WORK TO DO
Output every item below verbatim, keeping each line unchanged and in its original order.

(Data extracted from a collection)
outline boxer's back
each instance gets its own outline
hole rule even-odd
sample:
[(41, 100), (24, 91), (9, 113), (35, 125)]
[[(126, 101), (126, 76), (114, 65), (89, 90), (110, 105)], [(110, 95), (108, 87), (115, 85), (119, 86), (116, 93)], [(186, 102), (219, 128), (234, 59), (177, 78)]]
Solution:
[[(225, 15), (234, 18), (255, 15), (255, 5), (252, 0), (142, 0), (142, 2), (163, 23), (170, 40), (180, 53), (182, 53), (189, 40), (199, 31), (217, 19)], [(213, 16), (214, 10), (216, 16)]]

TASK RESPONSE
outline boxer's back
each instance gets its own outline
hole rule even-odd
sample:
[(41, 100), (24, 91), (9, 113), (35, 125)]
[[(126, 101), (126, 76), (114, 65), (89, 90), (110, 105)], [(110, 95), (108, 87), (115, 85), (119, 86), (116, 93)], [(186, 102), (219, 128), (234, 59), (177, 78)]]
Solution:
[[(225, 15), (234, 18), (255, 15), (255, 5), (252, 0), (142, 0), (142, 2), (163, 23), (170, 40), (180, 53), (182, 53), (189, 40), (199, 31), (217, 19)], [(213, 16), (214, 10), (216, 16)]]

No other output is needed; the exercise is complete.